Source data
____

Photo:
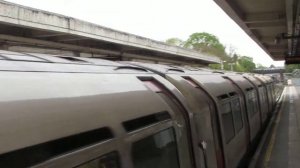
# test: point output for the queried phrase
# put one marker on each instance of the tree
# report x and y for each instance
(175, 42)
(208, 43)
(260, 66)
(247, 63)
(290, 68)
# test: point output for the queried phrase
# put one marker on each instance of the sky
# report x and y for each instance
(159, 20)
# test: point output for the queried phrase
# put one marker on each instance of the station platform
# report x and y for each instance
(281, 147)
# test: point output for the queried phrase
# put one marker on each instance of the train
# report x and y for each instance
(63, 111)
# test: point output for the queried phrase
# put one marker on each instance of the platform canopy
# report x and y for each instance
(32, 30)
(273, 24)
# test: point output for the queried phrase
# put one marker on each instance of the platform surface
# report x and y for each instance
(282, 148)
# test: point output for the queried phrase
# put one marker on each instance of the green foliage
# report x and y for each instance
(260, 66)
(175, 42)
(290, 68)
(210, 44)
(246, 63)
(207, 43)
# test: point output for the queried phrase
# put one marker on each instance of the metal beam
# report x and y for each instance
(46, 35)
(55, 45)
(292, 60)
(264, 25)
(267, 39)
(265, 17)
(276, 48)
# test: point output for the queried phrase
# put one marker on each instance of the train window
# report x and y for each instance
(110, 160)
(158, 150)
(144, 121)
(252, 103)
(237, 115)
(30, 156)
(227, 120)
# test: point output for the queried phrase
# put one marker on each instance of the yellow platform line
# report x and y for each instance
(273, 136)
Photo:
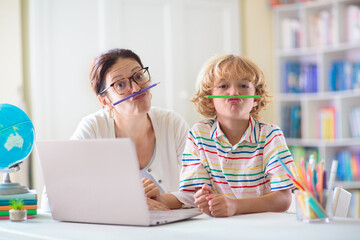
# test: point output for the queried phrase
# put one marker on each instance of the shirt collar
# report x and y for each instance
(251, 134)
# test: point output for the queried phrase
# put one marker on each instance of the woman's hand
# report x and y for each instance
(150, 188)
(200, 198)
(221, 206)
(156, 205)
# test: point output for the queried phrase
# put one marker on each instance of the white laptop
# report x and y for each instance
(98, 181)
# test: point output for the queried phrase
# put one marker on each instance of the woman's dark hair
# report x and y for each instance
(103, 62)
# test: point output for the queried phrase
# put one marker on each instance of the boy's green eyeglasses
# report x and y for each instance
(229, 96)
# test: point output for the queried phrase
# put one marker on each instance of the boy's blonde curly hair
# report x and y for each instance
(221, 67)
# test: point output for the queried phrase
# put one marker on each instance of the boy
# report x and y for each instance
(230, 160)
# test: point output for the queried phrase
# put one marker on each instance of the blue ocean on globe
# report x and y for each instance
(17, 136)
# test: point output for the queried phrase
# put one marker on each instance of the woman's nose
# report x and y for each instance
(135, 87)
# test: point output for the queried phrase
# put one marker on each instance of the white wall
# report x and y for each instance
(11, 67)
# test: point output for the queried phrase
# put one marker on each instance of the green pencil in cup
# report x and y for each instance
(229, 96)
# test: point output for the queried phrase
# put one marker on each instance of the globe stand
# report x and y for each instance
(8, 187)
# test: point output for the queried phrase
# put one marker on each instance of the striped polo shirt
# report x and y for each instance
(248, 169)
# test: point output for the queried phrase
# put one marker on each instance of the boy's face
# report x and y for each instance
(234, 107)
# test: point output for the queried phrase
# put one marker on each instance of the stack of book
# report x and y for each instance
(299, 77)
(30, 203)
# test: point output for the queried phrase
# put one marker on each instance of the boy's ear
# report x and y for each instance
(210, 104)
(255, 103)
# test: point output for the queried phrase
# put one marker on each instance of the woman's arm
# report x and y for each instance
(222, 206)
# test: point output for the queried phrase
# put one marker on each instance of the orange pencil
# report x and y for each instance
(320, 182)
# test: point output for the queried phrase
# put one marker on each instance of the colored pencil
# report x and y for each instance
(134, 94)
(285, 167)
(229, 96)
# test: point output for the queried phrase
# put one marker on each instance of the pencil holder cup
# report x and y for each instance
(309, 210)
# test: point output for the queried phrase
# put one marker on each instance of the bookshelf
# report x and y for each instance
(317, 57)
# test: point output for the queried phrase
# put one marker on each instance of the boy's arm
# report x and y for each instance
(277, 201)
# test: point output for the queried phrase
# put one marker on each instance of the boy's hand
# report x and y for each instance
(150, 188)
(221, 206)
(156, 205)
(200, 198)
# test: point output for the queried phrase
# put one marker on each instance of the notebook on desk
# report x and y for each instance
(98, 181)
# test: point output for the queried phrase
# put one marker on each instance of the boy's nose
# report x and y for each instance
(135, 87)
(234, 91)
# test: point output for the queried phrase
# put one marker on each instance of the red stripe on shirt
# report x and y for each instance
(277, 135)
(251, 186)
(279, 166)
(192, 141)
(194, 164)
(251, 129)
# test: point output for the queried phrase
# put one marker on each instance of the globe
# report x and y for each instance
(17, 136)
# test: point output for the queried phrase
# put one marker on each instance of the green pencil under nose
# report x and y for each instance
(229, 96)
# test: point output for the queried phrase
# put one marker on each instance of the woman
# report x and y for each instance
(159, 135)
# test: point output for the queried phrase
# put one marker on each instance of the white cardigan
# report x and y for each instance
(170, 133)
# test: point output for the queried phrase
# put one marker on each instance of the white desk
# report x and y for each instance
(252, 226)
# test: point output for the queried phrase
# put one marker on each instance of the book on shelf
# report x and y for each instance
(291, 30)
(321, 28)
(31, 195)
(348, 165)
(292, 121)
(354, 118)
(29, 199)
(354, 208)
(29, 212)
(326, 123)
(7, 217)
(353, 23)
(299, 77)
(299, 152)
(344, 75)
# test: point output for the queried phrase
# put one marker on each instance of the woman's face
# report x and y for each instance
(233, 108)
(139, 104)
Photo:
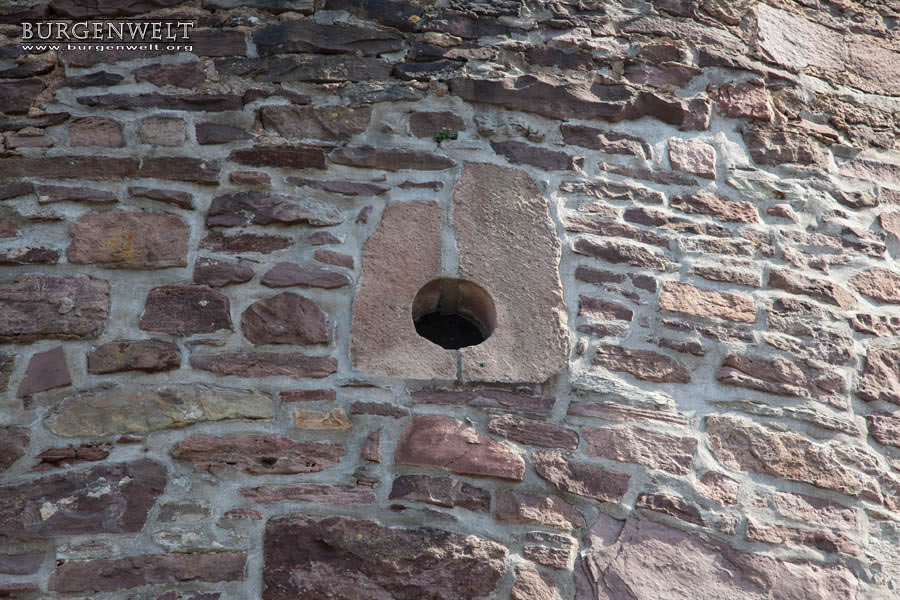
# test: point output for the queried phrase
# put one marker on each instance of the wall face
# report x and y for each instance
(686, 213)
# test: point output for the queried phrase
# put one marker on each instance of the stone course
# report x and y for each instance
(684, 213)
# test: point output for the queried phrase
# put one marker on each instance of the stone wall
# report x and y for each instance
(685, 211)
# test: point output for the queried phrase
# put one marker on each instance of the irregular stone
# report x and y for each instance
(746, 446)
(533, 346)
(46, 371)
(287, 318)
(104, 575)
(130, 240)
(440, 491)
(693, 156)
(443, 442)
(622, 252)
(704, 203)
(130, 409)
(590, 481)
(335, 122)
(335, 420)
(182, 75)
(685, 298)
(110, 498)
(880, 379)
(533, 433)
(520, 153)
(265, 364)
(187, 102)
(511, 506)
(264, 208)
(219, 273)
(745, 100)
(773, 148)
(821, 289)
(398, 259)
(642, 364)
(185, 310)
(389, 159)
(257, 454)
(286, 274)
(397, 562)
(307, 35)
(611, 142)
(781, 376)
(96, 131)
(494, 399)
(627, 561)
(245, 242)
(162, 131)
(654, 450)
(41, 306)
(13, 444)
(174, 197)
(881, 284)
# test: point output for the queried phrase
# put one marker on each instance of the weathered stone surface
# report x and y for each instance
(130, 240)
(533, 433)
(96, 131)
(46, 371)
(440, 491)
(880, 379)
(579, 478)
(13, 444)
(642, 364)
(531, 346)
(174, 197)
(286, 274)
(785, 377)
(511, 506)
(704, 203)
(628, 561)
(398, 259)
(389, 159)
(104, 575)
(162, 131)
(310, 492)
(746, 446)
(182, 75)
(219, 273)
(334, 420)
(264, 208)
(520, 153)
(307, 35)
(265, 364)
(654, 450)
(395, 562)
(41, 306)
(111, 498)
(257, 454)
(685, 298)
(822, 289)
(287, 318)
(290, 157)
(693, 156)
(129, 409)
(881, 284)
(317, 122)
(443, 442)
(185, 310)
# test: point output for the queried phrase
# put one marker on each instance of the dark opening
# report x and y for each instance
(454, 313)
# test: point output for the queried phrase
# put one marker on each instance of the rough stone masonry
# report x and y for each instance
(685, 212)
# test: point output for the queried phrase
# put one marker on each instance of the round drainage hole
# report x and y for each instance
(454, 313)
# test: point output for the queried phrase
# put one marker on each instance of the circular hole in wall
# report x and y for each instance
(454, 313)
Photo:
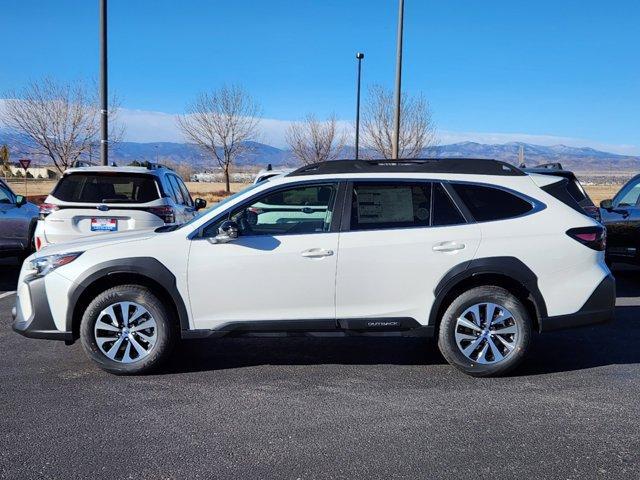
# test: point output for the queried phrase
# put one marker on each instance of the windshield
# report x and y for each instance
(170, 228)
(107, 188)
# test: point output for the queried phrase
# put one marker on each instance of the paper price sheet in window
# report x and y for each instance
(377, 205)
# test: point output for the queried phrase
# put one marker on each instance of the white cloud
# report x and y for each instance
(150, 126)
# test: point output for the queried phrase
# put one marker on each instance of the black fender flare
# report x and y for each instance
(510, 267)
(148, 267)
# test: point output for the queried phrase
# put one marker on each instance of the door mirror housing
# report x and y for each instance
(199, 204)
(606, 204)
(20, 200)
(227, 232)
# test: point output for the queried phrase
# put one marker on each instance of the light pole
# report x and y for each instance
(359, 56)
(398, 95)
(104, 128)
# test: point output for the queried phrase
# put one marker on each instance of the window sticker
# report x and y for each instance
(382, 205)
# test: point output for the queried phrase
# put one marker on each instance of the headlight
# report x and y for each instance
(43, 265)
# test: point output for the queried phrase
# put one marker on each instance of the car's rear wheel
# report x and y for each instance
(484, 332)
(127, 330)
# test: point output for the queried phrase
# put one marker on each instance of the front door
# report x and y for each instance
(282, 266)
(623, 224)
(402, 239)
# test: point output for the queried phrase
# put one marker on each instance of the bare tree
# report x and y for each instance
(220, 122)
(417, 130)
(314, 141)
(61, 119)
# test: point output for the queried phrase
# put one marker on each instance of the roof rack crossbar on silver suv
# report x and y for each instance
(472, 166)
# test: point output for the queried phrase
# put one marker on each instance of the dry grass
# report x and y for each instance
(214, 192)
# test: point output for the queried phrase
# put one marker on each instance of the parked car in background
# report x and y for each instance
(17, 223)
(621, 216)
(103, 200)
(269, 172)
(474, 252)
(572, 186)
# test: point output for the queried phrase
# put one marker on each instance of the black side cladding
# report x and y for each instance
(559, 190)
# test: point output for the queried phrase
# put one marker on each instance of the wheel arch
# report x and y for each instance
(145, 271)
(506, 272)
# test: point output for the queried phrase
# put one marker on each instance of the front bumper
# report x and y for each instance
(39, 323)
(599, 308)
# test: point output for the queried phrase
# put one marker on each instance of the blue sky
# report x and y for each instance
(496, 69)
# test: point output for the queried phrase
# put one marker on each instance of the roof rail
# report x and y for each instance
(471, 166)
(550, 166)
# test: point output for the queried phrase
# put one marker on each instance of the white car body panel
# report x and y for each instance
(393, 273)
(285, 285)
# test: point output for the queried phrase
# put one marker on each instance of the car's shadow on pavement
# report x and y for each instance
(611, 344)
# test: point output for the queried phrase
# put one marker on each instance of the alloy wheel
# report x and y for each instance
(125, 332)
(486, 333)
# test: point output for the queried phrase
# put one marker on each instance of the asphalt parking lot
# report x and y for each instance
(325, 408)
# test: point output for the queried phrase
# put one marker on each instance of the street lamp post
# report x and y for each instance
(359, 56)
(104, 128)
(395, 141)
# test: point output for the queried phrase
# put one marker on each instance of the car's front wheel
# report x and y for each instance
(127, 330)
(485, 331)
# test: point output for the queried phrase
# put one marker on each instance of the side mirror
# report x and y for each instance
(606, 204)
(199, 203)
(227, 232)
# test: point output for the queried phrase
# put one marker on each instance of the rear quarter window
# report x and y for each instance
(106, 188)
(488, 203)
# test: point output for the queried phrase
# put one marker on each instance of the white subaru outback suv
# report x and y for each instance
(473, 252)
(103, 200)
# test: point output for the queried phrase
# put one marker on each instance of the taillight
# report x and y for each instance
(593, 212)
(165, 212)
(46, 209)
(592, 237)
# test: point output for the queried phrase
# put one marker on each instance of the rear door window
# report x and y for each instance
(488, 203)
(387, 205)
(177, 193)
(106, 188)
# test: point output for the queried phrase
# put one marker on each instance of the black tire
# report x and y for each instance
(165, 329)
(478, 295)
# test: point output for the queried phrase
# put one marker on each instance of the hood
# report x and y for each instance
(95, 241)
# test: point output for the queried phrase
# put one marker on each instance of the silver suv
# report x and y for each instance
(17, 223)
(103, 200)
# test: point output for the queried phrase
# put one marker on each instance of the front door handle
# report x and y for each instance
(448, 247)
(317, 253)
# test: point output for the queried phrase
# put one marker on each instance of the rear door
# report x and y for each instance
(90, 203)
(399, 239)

____

DIRECTION:
Pick out every line of the records that contains the word "wheel".

RESPONSE TO THIS TASK:
# put one marker on each instance of the car's rear wheel
# put one marker on each instance of the wheel arch
# put one marker on each instance of the alloy wheel
# put one marker on each instance of the car's front wheel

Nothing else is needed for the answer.